_Stated goal_
Could you write out the lines of the records again, starting with the line that contains "every mug rim." and going on through the line that contains "0,57,356,199", but swap "tight" for "snug" and keep everything else the same?

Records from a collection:

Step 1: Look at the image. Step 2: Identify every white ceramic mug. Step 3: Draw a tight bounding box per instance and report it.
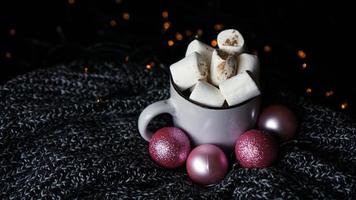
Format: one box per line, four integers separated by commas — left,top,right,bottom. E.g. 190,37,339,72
138,79,261,151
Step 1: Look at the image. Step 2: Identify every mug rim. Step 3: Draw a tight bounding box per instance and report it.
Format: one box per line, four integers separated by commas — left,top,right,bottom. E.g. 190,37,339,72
169,74,261,110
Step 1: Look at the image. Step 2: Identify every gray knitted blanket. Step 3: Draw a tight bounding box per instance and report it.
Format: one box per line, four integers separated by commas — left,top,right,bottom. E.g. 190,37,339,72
0,57,356,199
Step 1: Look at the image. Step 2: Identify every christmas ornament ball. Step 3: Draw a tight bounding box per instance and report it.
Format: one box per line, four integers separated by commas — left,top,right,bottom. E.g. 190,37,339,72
149,127,190,168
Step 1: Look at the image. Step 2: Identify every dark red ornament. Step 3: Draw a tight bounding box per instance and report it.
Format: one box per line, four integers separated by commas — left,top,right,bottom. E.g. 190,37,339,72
235,130,278,168
187,144,229,186
149,127,190,168
258,105,298,141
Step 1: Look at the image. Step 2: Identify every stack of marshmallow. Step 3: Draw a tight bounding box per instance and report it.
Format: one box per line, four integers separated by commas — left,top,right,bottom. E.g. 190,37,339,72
170,29,260,107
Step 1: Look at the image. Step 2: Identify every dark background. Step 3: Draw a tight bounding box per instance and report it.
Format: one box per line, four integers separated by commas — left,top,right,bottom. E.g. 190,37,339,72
0,0,356,116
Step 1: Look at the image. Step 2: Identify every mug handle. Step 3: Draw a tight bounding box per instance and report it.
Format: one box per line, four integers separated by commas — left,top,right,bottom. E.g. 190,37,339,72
138,99,174,141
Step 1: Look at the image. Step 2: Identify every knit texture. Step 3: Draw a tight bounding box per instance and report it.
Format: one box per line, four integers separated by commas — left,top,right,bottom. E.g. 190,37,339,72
0,51,356,199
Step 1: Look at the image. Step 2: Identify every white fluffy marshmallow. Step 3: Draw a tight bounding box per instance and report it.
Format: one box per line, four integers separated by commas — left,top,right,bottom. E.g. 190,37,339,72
237,53,260,81
189,81,225,107
217,29,245,54
170,52,208,90
209,50,237,86
185,40,214,66
219,72,261,106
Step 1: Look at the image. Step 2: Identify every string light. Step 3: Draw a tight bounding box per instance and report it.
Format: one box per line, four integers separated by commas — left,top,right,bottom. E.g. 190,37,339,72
263,45,272,53
124,56,130,63
297,50,307,59
305,88,313,94
68,0,75,5
146,64,152,70
162,10,169,19
5,52,12,59
122,12,130,21
110,19,117,27
176,32,183,41
210,39,218,47
340,102,349,110
302,63,308,69
185,30,193,37
146,61,155,70
325,90,334,97
95,97,103,103
163,22,171,31
197,29,203,37
214,24,224,31
168,40,174,47
9,28,16,36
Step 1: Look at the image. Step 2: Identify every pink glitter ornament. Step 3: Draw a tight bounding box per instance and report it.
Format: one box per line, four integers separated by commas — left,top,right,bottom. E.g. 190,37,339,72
149,127,190,168
235,130,278,168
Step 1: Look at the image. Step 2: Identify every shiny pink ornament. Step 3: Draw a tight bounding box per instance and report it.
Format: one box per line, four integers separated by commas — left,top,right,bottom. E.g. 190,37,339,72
149,127,190,168
187,144,229,185
235,130,278,168
257,104,298,141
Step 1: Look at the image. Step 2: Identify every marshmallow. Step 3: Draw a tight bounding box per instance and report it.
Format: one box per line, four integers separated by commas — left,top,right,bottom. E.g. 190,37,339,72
217,29,245,54
209,50,237,86
219,72,261,106
170,52,208,91
185,40,214,66
189,81,225,107
237,53,260,81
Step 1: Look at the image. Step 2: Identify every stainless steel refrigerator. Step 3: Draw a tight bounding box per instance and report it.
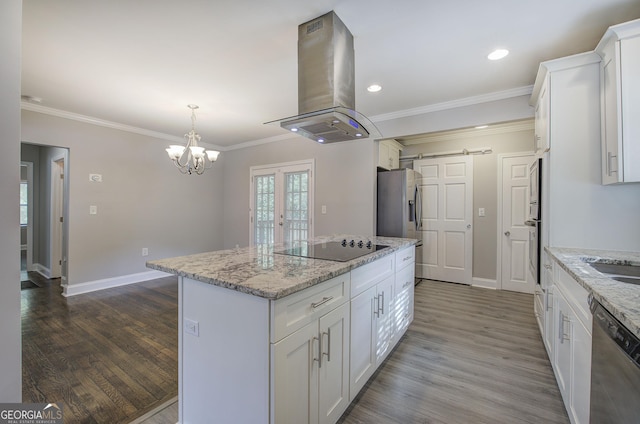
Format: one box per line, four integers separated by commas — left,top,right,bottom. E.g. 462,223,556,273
377,169,422,246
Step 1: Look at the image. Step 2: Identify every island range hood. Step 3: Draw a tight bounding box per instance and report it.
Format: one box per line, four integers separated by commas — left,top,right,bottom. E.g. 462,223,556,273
267,11,375,143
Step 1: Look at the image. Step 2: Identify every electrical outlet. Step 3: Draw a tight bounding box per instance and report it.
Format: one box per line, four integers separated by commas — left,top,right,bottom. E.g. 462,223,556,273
184,318,200,337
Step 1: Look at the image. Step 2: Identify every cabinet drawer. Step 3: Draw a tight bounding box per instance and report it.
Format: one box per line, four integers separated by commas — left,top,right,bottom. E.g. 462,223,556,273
396,266,415,293
271,273,351,343
553,264,593,333
396,246,416,271
351,254,395,298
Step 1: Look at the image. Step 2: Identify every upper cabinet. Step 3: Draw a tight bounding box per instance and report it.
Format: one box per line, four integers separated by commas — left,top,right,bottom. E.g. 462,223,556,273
378,140,402,170
535,76,549,152
596,19,640,184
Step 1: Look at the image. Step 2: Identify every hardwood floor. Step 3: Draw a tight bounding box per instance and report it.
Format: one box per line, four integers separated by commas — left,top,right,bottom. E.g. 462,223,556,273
339,281,569,424
21,277,178,423
22,278,569,424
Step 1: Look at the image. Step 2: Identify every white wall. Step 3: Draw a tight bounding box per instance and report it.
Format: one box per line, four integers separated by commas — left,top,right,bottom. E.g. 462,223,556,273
0,0,22,402
220,135,375,248
402,123,534,280
21,111,224,294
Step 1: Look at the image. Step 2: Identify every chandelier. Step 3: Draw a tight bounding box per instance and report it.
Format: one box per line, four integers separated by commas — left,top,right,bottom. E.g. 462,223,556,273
165,105,220,175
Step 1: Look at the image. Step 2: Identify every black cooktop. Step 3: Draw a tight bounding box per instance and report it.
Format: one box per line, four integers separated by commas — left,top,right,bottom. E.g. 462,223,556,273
274,240,389,262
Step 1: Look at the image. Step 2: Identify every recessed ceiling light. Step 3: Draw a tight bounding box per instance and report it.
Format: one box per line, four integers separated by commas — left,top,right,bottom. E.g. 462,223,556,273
487,49,509,60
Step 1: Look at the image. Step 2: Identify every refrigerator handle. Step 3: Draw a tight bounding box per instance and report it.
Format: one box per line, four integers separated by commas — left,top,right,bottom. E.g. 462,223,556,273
413,184,422,230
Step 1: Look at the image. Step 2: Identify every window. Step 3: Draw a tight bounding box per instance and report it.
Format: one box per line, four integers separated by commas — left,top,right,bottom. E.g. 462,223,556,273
19,181,29,225
251,160,313,245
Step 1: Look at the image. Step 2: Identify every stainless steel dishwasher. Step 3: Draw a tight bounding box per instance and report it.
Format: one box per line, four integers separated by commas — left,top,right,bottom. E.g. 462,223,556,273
590,299,640,424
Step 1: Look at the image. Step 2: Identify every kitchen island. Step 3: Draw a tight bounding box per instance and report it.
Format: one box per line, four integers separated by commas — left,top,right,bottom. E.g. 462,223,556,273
147,235,416,424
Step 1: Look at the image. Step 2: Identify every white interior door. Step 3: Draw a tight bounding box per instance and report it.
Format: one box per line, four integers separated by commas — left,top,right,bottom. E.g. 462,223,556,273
413,156,473,284
498,155,535,293
49,158,64,278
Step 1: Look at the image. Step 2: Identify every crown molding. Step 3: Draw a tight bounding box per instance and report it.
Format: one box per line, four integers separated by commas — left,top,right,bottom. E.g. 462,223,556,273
369,85,533,122
395,119,535,146
20,101,227,151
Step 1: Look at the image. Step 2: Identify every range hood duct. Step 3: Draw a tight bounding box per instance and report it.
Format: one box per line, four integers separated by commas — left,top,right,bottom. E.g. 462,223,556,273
267,11,375,143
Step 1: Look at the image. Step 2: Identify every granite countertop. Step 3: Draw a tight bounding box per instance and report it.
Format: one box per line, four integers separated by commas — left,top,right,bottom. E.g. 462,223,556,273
545,247,640,337
147,234,417,299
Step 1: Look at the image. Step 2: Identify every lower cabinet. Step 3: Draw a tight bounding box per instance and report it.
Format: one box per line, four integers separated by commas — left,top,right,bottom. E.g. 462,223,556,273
544,265,592,424
350,277,394,399
178,246,414,424
273,303,350,424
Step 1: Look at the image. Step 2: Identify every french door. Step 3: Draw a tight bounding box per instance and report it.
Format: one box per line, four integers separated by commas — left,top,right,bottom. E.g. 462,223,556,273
249,160,314,246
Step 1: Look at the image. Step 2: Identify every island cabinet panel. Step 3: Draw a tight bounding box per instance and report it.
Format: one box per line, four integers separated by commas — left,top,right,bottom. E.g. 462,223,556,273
178,245,414,424
271,273,351,343
178,278,270,424
272,303,350,424
351,255,395,298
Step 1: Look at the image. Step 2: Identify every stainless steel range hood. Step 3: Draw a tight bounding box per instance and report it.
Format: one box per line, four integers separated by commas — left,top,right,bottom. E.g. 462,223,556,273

_Exercise solution_
Step 1: Look at the image. Step 2: Identify every mug rim. Step 3: Draw a snug bounding box per instance and report it.
Format: one box per line, four integers separated by commas — left,top,right,bottom. E.g. 190,37,339,72
169,74,261,110
Step 1: Look at the image. Step 2: Identify every gray knitted blanket. Step 3: Draw a snug bounding box per instance and report it.
Format: one box per line, four integers separated by commas — left,top,right,bottom. E.g. 190,37,339,72
0,57,356,199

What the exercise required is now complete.